## Goal
Copy the stretch from "atacmds.c:710: warning: int" through "scsicmds.c:199: warning: int format, different type arg (arg 2)" in the build log, renaming "warning" to "diagnostic" wherever it occurs.

### Selected excerpt ###

Comment 12 Christopher McCrory 2003-07-30 16:37:04 UTC
[root@taroon smartmontools-5.1-14]# make clean
rm -f *.o smartctl smartd *~ \#*\# smartmontools*.tar.gz smartmontools*.rpm
temp.* smart*.8.gz smart*.5.gz
[root@taroon smartmontools-5.1-14]# grep ^CFLAGS Makefile | tail -n 1
CFLAGS   = -fsigned-char -Wall -O2 -g
[root@taroon smartmontools-5.1-14]# make
gcc -fsigned-char -Wall -O2 -g -DHAVE_GETOPT_H -DHAVE_GETOPT_LONG -c atacmds.c
atacmds.c: In function `ataVersionInfo':
atacmds.c:703: warning: int format, different type arg (arg 2)
atacmds.c:710: warning: int format, different type arg (arg 2)
gcc -fsigned-char -Wall -O2 -g -DHAVE_GETOPT_H -DHAVE_GETOPT_LONG -c
ataprint.cgcc -fsigned-char -Wall -O2 -g -DHAVE_GETOPT_H -DHAVE_GETOPT_LONG -c
scsicmds.cscsicmds.c: In function `linux_do_scsi_cmnd_io':
scsicmds.c:199: warning: int format, different type arg (arg 2)

### Records supplied ###

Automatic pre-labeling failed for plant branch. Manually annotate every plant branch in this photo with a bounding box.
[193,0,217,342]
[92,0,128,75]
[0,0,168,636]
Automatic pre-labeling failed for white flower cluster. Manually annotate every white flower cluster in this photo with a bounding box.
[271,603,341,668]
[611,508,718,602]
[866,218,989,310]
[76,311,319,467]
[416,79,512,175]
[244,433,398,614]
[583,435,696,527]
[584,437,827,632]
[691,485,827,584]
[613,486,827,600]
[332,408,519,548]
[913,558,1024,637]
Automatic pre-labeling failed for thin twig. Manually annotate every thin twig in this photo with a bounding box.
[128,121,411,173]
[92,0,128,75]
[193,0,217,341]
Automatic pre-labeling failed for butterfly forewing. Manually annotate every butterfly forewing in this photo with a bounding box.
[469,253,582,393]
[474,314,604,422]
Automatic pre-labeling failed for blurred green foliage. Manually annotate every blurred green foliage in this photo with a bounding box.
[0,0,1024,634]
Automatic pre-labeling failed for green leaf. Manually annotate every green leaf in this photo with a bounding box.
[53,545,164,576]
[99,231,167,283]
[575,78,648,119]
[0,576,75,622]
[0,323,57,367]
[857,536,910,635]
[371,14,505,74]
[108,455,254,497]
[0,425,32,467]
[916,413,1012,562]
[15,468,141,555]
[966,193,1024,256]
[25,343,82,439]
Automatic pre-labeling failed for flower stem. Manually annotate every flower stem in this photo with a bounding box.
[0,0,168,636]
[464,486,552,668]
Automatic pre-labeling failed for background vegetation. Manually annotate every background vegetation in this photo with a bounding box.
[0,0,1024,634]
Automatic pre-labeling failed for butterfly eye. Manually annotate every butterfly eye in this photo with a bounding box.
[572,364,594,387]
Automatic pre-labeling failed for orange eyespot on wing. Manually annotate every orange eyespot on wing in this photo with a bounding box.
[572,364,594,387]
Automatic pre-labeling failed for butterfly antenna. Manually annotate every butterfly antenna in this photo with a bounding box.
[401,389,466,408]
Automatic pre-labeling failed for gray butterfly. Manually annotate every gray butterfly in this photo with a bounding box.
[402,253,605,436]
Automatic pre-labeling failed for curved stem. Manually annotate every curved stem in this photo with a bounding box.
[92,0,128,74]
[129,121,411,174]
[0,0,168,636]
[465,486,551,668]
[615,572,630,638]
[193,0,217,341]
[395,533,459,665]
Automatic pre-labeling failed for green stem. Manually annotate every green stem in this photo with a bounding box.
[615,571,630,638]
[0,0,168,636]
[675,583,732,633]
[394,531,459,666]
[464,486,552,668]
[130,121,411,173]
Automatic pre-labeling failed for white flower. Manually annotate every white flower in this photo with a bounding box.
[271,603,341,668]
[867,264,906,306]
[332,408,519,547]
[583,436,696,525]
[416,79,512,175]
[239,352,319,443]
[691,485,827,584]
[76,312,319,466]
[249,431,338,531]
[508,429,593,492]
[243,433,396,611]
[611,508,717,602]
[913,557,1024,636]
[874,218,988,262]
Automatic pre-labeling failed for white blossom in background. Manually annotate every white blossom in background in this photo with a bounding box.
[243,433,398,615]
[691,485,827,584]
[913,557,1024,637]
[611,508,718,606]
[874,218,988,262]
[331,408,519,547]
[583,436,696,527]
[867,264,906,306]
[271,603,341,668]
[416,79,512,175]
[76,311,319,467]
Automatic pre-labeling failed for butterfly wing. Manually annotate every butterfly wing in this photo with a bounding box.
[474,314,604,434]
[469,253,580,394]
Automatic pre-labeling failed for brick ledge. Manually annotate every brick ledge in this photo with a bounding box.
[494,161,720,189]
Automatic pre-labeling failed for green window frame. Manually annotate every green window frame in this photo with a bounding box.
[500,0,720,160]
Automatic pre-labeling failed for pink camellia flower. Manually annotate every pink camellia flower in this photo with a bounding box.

###

## Result for this task
atacmds.c:710: diagnostic: int format, different type arg (arg 2)
gcc -fsigned-char -Wall -O2 -g -DHAVE_GETOPT_H -DHAVE_GETOPT_LONG -c
ataprint.cgcc -fsigned-char -Wall -O2 -g -DHAVE_GETOPT_H -DHAVE_GETOPT_LONG -c
scsicmds.cscsicmds.c: In function `linux_do_scsi_cmnd_io':
scsicmds.c:199: diagnostic: int format, different type arg (arg 2)